• [AIM OF THE EXERCISE]
Everything from the line containing "Where can the candle" to the end of the material, both ends included, should be repeated exactly; please give only those lines.

• [DATA RECORDS]
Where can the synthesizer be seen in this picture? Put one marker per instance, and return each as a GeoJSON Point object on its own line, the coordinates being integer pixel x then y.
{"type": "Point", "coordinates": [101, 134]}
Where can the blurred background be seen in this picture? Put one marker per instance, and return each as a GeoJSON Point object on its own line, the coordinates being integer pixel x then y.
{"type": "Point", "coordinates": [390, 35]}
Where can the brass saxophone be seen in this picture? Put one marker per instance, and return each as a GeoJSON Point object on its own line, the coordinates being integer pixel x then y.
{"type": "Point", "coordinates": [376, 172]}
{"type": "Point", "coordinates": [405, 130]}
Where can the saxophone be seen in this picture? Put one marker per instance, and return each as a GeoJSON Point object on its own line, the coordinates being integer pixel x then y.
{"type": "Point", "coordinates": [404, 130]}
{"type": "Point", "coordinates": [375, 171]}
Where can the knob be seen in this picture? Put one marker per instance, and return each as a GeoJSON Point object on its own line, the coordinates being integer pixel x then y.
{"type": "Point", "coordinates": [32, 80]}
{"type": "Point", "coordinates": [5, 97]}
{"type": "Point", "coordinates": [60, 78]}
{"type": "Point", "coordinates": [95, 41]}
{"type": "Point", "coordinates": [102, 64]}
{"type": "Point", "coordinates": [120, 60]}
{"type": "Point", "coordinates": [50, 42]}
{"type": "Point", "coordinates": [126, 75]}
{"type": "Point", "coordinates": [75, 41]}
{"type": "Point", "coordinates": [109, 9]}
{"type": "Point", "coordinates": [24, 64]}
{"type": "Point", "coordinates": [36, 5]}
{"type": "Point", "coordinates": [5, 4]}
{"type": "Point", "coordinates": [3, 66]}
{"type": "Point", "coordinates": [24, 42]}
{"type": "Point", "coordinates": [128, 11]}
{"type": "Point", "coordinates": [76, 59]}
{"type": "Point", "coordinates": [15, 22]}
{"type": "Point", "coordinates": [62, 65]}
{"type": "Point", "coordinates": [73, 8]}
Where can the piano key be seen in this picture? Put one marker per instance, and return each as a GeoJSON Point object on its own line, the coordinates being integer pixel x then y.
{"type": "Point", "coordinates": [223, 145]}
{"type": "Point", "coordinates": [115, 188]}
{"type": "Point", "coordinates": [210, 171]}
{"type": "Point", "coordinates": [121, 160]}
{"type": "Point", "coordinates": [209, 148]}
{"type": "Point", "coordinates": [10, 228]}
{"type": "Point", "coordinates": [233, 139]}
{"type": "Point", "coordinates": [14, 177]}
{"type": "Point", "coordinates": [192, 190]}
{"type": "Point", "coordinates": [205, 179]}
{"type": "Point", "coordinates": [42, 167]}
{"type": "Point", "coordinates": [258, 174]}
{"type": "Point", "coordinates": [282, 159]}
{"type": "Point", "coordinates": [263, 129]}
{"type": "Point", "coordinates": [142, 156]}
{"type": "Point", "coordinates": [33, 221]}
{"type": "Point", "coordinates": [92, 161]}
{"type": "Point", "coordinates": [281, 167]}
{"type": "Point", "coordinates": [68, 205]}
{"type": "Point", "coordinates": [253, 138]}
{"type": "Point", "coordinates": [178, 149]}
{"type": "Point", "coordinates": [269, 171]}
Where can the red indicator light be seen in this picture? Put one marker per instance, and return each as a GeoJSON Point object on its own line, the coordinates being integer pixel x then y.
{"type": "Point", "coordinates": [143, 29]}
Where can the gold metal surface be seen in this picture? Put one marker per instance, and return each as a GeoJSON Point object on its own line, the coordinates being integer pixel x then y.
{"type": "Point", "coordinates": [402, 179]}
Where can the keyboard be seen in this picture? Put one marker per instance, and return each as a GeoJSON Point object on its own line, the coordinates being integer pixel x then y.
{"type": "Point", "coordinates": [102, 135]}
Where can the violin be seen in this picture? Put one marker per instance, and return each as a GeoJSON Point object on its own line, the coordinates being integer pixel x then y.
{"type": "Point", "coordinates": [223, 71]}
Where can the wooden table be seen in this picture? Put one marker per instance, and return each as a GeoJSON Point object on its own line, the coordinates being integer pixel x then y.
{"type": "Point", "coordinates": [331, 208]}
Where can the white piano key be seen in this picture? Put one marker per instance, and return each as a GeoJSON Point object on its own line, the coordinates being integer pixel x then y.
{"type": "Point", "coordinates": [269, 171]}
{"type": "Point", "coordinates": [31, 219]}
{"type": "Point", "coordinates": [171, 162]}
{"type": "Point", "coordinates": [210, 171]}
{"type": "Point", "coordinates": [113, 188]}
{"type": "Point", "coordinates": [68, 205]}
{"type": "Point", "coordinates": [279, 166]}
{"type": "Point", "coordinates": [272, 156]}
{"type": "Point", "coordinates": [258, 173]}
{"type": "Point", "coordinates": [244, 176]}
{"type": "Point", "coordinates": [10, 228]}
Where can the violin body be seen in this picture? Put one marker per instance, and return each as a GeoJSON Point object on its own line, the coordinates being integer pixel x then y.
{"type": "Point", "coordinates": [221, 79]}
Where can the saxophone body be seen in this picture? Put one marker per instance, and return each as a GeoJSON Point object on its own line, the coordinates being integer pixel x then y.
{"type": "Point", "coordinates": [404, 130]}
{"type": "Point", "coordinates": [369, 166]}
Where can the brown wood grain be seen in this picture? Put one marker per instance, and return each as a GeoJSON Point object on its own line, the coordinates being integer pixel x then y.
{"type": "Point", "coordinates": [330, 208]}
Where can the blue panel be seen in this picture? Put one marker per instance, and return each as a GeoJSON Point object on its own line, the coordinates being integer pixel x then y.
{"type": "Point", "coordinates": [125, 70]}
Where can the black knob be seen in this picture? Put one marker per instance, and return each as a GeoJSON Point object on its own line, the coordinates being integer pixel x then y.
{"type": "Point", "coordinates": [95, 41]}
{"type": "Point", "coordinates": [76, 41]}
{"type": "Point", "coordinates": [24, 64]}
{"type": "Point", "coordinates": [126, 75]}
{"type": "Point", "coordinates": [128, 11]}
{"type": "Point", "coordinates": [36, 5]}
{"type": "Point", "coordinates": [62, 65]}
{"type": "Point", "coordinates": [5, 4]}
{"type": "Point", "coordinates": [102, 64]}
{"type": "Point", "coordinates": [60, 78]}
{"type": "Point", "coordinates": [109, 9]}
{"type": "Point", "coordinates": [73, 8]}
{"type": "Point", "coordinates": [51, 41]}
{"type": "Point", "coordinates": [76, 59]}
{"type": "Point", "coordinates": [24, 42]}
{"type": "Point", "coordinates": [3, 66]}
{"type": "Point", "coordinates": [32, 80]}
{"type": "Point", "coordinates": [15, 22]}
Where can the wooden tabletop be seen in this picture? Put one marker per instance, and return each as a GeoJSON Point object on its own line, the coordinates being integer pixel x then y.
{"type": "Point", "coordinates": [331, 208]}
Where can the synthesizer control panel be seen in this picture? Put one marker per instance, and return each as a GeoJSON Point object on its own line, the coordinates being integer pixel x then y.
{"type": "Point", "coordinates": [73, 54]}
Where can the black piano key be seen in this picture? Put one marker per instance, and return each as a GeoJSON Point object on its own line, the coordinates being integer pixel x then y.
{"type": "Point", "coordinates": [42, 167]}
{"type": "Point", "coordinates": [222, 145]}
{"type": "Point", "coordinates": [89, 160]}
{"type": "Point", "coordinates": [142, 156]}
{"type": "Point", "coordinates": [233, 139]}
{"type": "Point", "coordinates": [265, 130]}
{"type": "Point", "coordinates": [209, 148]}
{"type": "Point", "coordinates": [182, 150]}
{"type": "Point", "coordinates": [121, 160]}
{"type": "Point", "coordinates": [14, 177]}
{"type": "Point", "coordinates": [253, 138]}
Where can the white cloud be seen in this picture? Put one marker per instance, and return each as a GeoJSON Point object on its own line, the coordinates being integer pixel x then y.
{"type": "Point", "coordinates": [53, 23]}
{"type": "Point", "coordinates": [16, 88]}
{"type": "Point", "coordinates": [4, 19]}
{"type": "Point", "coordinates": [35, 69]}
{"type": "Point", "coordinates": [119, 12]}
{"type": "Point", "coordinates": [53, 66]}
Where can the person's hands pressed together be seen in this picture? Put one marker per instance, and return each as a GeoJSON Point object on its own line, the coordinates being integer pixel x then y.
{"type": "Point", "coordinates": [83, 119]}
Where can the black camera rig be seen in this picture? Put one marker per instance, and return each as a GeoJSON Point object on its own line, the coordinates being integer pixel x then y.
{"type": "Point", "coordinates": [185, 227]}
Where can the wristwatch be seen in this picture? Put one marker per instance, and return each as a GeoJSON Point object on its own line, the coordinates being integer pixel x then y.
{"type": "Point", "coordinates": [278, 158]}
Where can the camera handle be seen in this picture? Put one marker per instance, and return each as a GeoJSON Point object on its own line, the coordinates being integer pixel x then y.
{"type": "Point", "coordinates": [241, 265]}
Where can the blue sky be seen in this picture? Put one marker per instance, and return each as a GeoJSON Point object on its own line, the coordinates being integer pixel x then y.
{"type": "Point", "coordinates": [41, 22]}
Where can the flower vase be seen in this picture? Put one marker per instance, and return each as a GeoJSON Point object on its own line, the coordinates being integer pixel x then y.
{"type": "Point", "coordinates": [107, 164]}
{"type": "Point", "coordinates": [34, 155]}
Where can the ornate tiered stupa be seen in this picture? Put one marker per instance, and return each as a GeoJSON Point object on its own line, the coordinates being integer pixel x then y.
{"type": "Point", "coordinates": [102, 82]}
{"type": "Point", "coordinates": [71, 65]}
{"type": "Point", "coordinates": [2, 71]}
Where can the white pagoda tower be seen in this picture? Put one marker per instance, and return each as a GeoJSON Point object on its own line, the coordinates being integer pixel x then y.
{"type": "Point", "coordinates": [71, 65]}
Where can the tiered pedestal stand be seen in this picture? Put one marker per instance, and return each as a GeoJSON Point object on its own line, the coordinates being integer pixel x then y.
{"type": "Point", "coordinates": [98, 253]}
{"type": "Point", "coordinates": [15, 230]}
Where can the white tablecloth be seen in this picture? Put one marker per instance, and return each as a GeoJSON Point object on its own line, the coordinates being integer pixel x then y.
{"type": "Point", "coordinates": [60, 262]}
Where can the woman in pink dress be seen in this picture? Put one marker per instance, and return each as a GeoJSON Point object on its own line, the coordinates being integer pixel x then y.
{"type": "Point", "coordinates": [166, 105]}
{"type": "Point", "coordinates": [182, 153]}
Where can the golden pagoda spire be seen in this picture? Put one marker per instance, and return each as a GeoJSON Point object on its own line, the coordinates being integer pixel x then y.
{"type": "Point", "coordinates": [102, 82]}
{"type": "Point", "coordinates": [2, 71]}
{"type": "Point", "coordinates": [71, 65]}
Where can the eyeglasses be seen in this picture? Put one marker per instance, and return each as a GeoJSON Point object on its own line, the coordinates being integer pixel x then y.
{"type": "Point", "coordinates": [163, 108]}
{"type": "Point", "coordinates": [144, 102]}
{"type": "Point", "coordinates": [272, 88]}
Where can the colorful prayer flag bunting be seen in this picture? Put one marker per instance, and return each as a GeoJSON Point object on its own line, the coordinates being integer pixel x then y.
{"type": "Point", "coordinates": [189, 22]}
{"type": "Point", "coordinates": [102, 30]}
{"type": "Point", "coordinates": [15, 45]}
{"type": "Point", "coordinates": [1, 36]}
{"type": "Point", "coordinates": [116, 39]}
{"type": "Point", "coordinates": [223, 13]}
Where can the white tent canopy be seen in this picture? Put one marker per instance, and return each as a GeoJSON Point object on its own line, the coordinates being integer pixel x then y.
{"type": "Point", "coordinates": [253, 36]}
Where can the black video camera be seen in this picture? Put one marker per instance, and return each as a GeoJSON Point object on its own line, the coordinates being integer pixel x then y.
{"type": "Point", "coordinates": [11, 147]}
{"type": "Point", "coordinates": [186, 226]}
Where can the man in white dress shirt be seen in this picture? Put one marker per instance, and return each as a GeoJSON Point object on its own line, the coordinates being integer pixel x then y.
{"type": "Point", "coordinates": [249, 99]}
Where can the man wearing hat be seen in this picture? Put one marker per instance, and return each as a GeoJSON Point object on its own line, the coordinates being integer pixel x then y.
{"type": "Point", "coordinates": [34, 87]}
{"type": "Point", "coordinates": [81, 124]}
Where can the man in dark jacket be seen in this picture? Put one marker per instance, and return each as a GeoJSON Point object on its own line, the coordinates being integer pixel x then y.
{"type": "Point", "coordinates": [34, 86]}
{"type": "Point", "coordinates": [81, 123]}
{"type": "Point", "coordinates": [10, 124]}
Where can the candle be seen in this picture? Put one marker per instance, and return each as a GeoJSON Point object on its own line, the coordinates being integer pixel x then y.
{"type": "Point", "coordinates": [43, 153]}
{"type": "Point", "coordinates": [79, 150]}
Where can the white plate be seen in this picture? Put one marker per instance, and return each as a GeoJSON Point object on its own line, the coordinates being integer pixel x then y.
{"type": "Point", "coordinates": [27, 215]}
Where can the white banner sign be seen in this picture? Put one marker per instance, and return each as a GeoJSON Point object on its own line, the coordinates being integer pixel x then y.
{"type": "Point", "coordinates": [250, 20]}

• [PROBLEM SOLUTION]
Where can the candle be seen in this picture? Put one marker per instance, and return each as a GeoJSON Point object on its own line, the coordinates being integer pixel x then y.
{"type": "Point", "coordinates": [43, 153]}
{"type": "Point", "coordinates": [79, 150]}
Where can the white plate be seen in this picture? Put one marker per instance, and return each as a GeoJSON Point object on its own line, the coordinates being integer pixel x then y.
{"type": "Point", "coordinates": [27, 215]}
Where can the white banner sign be seen in this picture? Put one marker per instance, and return each as a GeoJSON Point object on its own line, the coordinates being integer pixel x then y.
{"type": "Point", "coordinates": [250, 20]}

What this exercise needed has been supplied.